> _Objetivos_
A) Por favor, reescribe el texto sobre el notariado santafesino desde "Los escribanos de" hasta "días como mercader.", renombrando "Sancti Spiritus" como "Espíritu Santo".
B) Según el texto sobre el notariado santafesino, ¿en qué año organizó la Universidad de Santa Fe la carrera de notariado?

> _Fragmento del documento_
◇ ◇ ◇ ◇ ◇ ◇ ◇
Los constructores del notariado santafesino


Representación de la fundación de Santa Fe, en la que se ve al escribano Pedro de Espinoza labrando el acta de fundación. Dibujo de Juan Arancio.. 

Por Alejandro A. Damianovich

Desde la antigüedad, los escribanos cumplieron un papel destacado en la organización judicial y administrativa de las sociedades. En Egipto, Israel, Grecia y Roma dieron origen a una tradición notarial que constituye la base de la labor profesional de los escribanos actuales. Hay quienes encuentran similitud entre estos antecedentes y la labor de algunos funcionarios de los Estados americanos precolombinos de organización más compleja.

Hacia el siglo XIII europeo, se sumó a la función notarial de redactar y archivar los documentos públicos, la más importante facultad de dar fe sobre la autenticidad y veracidad de los actos jurídicos asentados por escrito, dejándose con ello de lado la costumbre de recurrir a testigos.

El derecho castellano produjo una importante cantidad de normas que reglamentaron el trabajo de los escribanos, las que fueron de aplicación en América en todo aquello no previsto en la Recopilación de Leyes de Indias y se proyectaron en el derecho argentino como legislación de fondo, hasta que las leyes nacionales y provinciales las reemplazaron.

La revolución emancipadora, la independencia nacional y la adopción del sistema federal dieron al notariado argentino una fisonomía especial. Cada provincia legisló sobre el particular, consagrando a los escribanos como funcionarios auxiliares de la Justicia sin dejar de ser profesionales liberales.

La provincia de Santa Fe puede exhibir títulos precursores en la historia del notariado argentino: fue en su territorio que actuó el primer escribano que vino a estas tierras; fue Santa Fe la primera provincia que ejerció el derecho soberano y autónomo de nombrar un escribano en 1816, acto reservado antes al monarca, y fue la Universidad de Santa Fe la primera del país en organizar la carrera de notariado en 1900.

Los escribanos de Santa Fe la Vieja

Con la expedición de Sebastián Gaboto llegó Martín Ibáñez de Urquiza, el primer escribano que ejerció en el actual territorio argentino, y lo hizo en el fuerte de Sancti Spiritus entre 1527 y 1529. Labró diversas escrituras que se quemaron cuando los indios asaltaron el fuerte y dieron muerte a numerosos españoles, entre ellos al escribano. Fue reemplazado por Antonio Ponce, un catalán establecido en Sevilla, donde terminó sus días como mercader.

A diferencia de los letrados, los escribanos eran numerosos entre los conquistadores y fueron muchos los que llegaron con Pedro de Mendoza en 1536 y los que se establecieron luego en Asunción, participando de los avatares y quimeras de la conquista.

Así como la pluma de Rodrigo de Escobero asentó la primera acta notarial en el momento mismo de la llegada de Colón a las Indias, fue la de Pedro de Espinosa la que produjo el acta de Fundación de la ciudad de Santa Fe, el 15 de noviembre de 1573.
◇ ◇ ◇ ◇ ◇ ◇ ◇
(Filas del conjunto de datos sobre la ubicación de objetos)
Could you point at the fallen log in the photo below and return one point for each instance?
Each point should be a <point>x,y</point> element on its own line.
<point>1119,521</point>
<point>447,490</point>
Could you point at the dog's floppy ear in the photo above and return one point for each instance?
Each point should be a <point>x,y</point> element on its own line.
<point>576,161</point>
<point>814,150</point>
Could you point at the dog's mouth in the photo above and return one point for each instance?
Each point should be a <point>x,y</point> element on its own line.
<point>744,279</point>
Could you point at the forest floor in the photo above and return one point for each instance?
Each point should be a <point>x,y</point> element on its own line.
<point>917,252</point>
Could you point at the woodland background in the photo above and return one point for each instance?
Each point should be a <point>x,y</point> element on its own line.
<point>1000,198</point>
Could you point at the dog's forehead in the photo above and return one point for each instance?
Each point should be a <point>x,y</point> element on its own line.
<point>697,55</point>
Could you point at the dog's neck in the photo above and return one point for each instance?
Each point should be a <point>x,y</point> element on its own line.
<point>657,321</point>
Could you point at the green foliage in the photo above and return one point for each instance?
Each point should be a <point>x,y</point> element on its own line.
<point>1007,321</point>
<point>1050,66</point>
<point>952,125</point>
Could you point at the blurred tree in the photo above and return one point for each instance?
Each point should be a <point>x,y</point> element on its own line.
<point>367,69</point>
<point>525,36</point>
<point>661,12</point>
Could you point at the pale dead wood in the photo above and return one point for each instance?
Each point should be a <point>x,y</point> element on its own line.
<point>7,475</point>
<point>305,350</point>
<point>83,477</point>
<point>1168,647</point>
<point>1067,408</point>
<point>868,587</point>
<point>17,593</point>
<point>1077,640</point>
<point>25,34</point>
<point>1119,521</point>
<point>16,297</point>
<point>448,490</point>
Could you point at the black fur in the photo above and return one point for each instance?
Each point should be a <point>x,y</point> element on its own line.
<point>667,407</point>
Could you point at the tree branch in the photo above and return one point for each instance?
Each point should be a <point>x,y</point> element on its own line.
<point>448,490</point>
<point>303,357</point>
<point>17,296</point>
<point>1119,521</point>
◇ ◇ ◇ ◇ ◇ ◇ ◇
> _Respuestas por tarea_
A)
Los escribanos de Santa Fe la Vieja

Con la expedición de Sebastián Gaboto llegó Martín Ibáñez de Urquiza, el primer escribano que ejerció en el actual territorio argentino, y lo hizo en el fuerte de Espíritu Santo entre 1527 y 1529. Labró diversas escrituras que se quemaron cuando los indios asaltaron el fuerte y dieron muerte a numerosos españoles, entre ellos al escribano. Fue reemplazado por Antonio Ponce, un catalán establecido en Sevilla, donde terminó sus días como mercader.

B) En 1900.